··· Stored records ···

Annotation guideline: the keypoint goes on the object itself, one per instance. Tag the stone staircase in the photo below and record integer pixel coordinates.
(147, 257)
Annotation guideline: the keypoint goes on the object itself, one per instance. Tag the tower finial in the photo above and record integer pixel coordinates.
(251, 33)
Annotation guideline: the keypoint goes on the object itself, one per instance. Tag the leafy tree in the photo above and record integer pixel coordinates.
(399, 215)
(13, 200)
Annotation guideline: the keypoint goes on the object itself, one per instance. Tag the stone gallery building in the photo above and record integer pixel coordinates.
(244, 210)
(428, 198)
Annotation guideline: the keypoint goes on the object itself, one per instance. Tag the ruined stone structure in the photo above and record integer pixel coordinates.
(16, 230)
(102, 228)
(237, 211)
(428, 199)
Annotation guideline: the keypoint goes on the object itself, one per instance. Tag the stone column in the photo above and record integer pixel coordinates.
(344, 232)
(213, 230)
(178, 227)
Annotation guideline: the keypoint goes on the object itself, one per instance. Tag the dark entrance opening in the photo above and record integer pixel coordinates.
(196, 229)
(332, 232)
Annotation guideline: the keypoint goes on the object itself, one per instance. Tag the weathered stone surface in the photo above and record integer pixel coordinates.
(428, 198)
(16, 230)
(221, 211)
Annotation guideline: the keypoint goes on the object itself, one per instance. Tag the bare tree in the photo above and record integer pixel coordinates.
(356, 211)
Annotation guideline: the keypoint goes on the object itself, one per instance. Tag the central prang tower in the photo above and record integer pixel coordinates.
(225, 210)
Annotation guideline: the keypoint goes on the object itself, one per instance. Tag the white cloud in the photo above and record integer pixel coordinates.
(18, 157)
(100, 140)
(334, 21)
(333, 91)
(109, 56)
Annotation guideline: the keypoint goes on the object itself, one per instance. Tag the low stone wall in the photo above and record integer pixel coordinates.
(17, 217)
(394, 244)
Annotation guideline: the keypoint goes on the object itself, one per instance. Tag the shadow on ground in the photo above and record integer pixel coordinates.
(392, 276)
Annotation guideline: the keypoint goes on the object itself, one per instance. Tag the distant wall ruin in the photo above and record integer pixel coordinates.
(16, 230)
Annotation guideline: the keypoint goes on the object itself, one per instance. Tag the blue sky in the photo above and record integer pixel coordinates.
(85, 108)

···

* **Exercise task**
Repeat, exactly and only, the lines above from the one containing "Tag the white" through the end of the material.

* **Written response**
Annotation guideline: the keypoint goes on the object itself, one per instance. Tag the white cloud in the photo above and record integer pixel coordinates.
(18, 157)
(100, 140)
(334, 21)
(333, 91)
(109, 56)
Annotation guideline: the keypoint goes on the object itself, one per instance. Tag the low stone wall in the photo above and record integer pixel coordinates.
(17, 217)
(394, 244)
Annotation guideline: the keypoint goes on the object itself, one per instance. Tag the shadow on ground in the photo above and record integer pixel coordinates.
(392, 276)
Annotation guideline: the keypoint goes on the object itself, one per instance. Tag the distant wall ruin in the photo above and record integer pixel coordinates.
(16, 230)
Annotation guideline: the keypoint goes on the object itself, one per instance. Tag the blue sky in the photo above and record integer pixel coordinates.
(85, 108)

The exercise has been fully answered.